PROMPT –
Exact reproduction required: the lines below from the line with "Target: red plastic wagon" to the line with "Target: rock", both ends included, and no others.

[Source records]
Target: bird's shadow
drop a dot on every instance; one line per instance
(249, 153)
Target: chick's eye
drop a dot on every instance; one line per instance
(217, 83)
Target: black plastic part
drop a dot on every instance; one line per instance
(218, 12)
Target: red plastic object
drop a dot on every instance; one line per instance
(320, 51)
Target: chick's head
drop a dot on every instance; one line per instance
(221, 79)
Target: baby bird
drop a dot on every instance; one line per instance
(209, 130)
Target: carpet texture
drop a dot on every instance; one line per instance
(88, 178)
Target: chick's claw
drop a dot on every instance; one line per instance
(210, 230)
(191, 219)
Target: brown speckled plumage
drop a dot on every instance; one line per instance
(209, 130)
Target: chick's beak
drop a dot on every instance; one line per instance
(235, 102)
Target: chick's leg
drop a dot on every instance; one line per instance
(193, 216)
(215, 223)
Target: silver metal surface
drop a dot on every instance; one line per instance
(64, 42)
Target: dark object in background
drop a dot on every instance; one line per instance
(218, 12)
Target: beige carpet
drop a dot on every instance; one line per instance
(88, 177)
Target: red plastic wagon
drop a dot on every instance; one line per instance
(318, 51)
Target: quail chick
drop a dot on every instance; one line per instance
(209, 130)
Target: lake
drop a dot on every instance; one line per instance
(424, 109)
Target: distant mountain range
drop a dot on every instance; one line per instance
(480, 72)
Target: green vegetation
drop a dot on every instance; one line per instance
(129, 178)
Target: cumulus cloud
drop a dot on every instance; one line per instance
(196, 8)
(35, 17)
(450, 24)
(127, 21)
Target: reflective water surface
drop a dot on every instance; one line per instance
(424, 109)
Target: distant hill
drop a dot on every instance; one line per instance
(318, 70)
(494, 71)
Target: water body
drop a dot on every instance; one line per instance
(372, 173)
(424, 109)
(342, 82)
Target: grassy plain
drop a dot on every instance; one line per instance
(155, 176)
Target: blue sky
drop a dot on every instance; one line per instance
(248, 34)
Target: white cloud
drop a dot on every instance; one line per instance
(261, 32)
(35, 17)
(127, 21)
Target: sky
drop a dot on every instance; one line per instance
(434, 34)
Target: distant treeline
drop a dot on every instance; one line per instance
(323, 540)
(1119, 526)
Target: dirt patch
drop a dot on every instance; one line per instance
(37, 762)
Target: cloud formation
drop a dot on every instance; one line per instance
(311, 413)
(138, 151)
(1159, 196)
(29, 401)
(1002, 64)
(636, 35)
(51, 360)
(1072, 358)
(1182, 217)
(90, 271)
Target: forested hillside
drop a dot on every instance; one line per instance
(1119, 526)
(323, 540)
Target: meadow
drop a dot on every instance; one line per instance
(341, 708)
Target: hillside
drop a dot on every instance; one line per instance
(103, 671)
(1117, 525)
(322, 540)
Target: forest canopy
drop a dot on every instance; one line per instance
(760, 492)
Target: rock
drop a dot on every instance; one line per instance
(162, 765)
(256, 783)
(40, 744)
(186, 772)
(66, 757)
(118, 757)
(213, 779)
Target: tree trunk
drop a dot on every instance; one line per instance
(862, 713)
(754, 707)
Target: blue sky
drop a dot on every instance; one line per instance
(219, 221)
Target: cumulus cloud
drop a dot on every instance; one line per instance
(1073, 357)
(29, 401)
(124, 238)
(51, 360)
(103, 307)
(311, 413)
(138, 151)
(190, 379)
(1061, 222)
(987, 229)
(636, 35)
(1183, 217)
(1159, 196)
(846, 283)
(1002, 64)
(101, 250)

ANSWER TO THIS PROBLEM –
Target: red plastic wagon
drop a dot on every instance; one line per instance
(318, 51)
Target: quail chick
drop a dot on every instance; one line per instance
(209, 130)
Target: lake
drop a dot on every instance; one line per instance
(424, 109)
Target: distant mountain range
drop a dot on every instance; one line per instance
(480, 72)
Target: green vegetation
drop a dot on every instance; one line per instance
(129, 178)
Target: cumulus cloud
drop a dot on every instance; one line per instance
(196, 8)
(35, 17)
(450, 24)
(127, 21)
Target: reflective water surface
drop a dot on every instance; one line per instance
(424, 109)
Target: distant hill
drop a dot on every instance; one line per instance
(318, 70)
(494, 71)
Target: water body
drop a dot on every instance; one line per instance
(372, 173)
(424, 109)
(342, 82)
Target: grassy plain
drop a dot on every instance; one line per instance
(155, 176)
Target: blue sky
drop a dot on every instance; one line per instance
(248, 34)
Target: white cloud
drop a dot on every instance; one line per instance
(261, 32)
(35, 17)
(127, 21)
Target: sky
drop a dot on every instance; one line per instance
(434, 34)
Target: distant treeline
drop a dot on every instance; one line per instance
(323, 540)
(1119, 526)
Target: dirt patch
drop a dot on every instance; one line per instance
(37, 762)
Target: cloud formation
drop a dot on every instance; one line per instance
(311, 413)
(138, 151)
(1159, 196)
(29, 401)
(1002, 64)
(636, 35)
(51, 360)
(1072, 358)
(1182, 217)
(90, 271)
Target: forested hillside
drop a dot on every instance; one line per instance
(1119, 526)
(323, 540)
Target: meadow
drop a dot on every instance; one line per instance
(341, 708)
Target: hillside
drop a dot on every instance; one line per instance
(103, 671)
(1117, 525)
(322, 540)
Target: forest canopy
drop a dot on every instance; one line per instance
(760, 492)
Target: rock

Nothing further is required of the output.